Segment Open
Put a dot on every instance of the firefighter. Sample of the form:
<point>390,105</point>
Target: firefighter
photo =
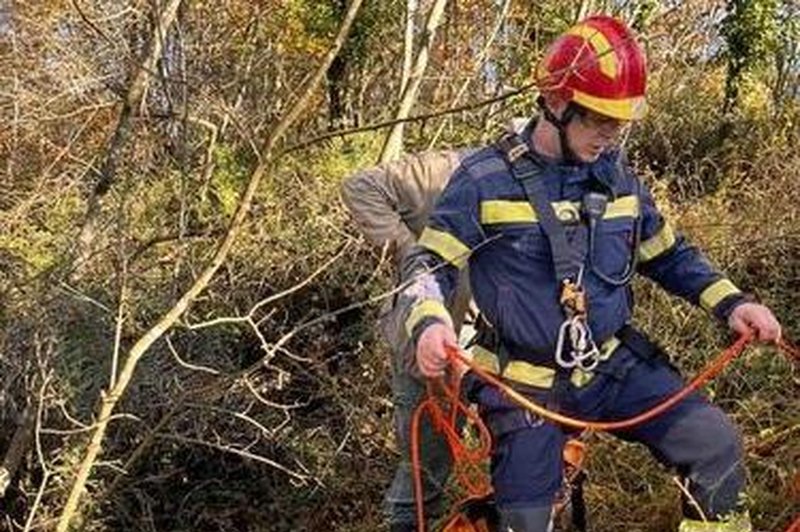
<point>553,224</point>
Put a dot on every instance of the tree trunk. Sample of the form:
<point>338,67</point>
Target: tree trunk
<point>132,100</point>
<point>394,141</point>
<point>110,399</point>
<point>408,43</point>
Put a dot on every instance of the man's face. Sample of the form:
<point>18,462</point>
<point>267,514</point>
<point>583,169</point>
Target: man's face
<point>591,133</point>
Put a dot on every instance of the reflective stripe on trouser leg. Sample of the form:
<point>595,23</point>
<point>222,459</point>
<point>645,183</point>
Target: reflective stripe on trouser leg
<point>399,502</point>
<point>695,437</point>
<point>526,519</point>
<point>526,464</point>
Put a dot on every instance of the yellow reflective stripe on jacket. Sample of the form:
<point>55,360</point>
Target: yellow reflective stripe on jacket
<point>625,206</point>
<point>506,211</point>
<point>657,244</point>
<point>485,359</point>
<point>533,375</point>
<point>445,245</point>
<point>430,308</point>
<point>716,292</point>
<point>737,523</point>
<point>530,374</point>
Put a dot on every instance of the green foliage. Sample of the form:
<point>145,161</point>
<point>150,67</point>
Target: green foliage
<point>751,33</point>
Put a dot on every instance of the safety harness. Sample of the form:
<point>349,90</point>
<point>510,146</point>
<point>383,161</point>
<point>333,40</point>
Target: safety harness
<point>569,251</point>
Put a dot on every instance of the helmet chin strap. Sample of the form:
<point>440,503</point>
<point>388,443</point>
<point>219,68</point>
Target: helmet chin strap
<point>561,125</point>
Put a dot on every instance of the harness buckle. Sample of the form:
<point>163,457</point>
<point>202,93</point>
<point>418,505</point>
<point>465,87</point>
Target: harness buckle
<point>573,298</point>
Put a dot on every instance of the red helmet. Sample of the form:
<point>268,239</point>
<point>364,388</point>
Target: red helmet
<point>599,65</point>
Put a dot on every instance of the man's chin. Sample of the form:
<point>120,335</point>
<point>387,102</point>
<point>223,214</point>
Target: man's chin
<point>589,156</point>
Segment Closed
Segment Open
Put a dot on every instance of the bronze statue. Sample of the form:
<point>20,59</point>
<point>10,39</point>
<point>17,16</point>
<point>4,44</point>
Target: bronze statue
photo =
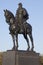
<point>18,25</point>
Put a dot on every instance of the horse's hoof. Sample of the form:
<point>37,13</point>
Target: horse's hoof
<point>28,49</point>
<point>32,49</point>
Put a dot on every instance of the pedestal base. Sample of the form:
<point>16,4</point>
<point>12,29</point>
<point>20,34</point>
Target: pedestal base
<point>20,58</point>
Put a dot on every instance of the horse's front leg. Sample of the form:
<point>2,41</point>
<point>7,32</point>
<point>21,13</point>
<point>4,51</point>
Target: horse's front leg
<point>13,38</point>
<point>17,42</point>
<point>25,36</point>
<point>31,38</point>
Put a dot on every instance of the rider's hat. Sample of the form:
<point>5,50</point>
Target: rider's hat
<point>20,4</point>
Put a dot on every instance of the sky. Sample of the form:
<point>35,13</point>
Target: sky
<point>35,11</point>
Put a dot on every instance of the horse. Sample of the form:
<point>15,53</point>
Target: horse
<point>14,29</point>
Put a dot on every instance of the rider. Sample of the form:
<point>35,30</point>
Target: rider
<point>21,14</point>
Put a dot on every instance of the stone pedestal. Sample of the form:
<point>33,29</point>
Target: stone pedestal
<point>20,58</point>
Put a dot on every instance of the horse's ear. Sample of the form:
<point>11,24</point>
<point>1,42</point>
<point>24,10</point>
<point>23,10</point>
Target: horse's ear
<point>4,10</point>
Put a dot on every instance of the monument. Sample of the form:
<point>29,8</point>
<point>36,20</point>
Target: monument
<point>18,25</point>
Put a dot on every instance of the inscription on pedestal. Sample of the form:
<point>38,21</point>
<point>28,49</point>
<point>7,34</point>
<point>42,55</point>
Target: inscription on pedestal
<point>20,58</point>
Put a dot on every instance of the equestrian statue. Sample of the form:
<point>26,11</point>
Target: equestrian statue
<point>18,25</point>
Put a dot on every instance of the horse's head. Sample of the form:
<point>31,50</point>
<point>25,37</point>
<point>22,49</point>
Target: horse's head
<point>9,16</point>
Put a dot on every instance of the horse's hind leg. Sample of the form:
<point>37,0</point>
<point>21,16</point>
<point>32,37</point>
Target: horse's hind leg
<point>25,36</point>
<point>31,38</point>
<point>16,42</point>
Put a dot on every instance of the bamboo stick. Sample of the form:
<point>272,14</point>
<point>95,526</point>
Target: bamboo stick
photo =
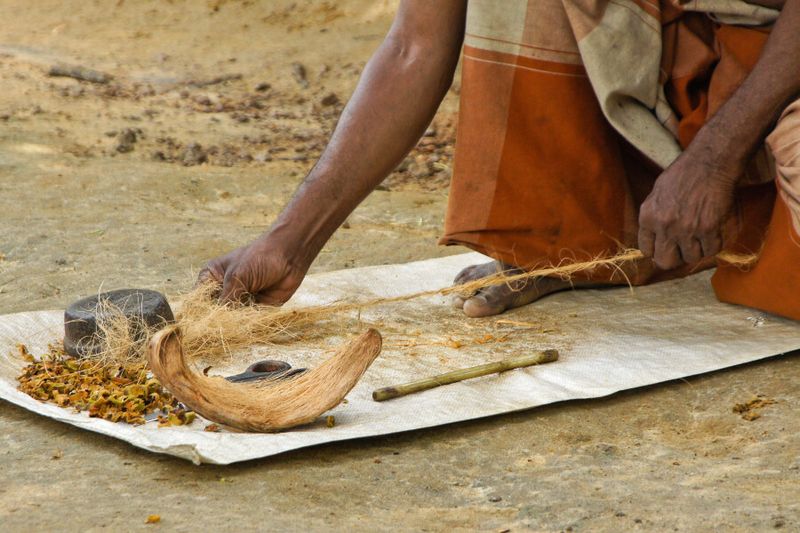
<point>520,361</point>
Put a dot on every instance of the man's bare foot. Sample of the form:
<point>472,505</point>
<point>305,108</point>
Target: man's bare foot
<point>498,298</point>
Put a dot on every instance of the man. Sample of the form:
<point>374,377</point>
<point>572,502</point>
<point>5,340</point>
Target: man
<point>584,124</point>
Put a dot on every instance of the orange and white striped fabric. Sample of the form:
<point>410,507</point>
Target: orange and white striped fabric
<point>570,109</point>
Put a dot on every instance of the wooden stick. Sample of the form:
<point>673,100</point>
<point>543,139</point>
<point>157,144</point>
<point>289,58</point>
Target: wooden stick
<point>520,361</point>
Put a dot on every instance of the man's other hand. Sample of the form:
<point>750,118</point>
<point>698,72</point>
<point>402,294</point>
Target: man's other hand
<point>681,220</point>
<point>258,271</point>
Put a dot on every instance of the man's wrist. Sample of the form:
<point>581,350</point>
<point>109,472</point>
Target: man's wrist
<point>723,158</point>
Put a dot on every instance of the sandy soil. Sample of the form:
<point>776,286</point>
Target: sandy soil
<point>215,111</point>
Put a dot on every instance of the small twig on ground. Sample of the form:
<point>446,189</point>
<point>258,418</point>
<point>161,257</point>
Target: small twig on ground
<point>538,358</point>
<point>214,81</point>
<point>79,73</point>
Segment Closed
__What this task involves__
Go over the listing above and return each line with "bamboo".

__Solved problem__
Put a dot on every instance of the bamboo stick. Sample of the form:
Target: bamboo stick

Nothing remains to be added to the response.